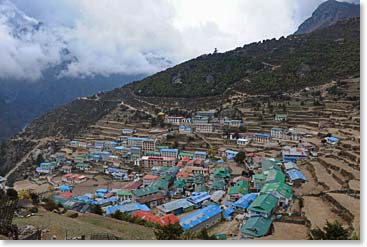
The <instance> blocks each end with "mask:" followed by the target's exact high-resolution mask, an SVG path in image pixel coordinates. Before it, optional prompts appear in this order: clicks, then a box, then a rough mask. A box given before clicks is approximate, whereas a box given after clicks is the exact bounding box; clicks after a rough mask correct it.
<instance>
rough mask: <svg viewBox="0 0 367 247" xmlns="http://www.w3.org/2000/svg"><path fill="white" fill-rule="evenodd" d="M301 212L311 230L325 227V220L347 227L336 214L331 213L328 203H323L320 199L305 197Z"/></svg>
mask: <svg viewBox="0 0 367 247" xmlns="http://www.w3.org/2000/svg"><path fill="white" fill-rule="evenodd" d="M303 211H304V212H305V215H306V217H307V219H308V220H309V221H310V222H311V227H312V228H315V227H320V228H322V227H323V226H325V224H326V221H327V220H329V221H334V220H337V221H339V222H340V223H341V224H343V225H348V224H347V223H346V222H345V221H344V220H343V219H341V218H340V217H339V216H338V215H337V214H335V213H333V212H332V208H331V207H330V206H329V205H328V203H327V202H325V201H323V200H322V198H320V197H314V196H305V197H304V207H303Z"/></svg>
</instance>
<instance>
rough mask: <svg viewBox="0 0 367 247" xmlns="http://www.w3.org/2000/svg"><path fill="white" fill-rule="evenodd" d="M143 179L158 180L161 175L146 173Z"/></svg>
mask: <svg viewBox="0 0 367 247" xmlns="http://www.w3.org/2000/svg"><path fill="white" fill-rule="evenodd" d="M143 179H149V180H158V179H159V176H154V175H150V174H148V175H145V176H144V177H143Z"/></svg>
• • • •
How to complete this task: Set the data above down again exactly as given, with no pictures.

Exercise response:
The <instance> blocks each end with "mask:" followed by the target's exact high-resolution mask, an SVG path in image pixel coordinates. Before it, optional prompts appear in this order: clicks, then a box, then a rough mask. A box given before clicks is approximate, whereas a box given after clicks is the exact bounding box; clicks after a rough mask correct it.
<instance>
rough mask: <svg viewBox="0 0 367 247" xmlns="http://www.w3.org/2000/svg"><path fill="white" fill-rule="evenodd" d="M301 212L311 230L325 227V220L347 227L336 214L331 213L328 203H323L320 199L305 197Z"/></svg>
mask: <svg viewBox="0 0 367 247" xmlns="http://www.w3.org/2000/svg"><path fill="white" fill-rule="evenodd" d="M303 211H304V212H305V215H306V217H307V219H308V220H309V221H310V222H311V227H312V228H315V227H320V228H322V227H323V226H325V224H326V221H327V220H329V221H334V220H337V221H339V222H340V223H341V224H343V225H348V224H347V223H346V222H345V221H344V220H343V219H341V218H340V217H339V216H338V215H337V214H335V213H333V212H332V208H331V207H330V206H329V205H328V203H327V202H325V201H323V200H322V198H320V197H314V196H305V197H304V207H303Z"/></svg>
</instance>
<instance>
rough mask: <svg viewBox="0 0 367 247" xmlns="http://www.w3.org/2000/svg"><path fill="white" fill-rule="evenodd" d="M143 179L158 180L161 175L146 173Z"/></svg>
mask: <svg viewBox="0 0 367 247" xmlns="http://www.w3.org/2000/svg"><path fill="white" fill-rule="evenodd" d="M143 179H149V180H158V179H159V176H154V175H150V174H148V175H145V176H144V177H143Z"/></svg>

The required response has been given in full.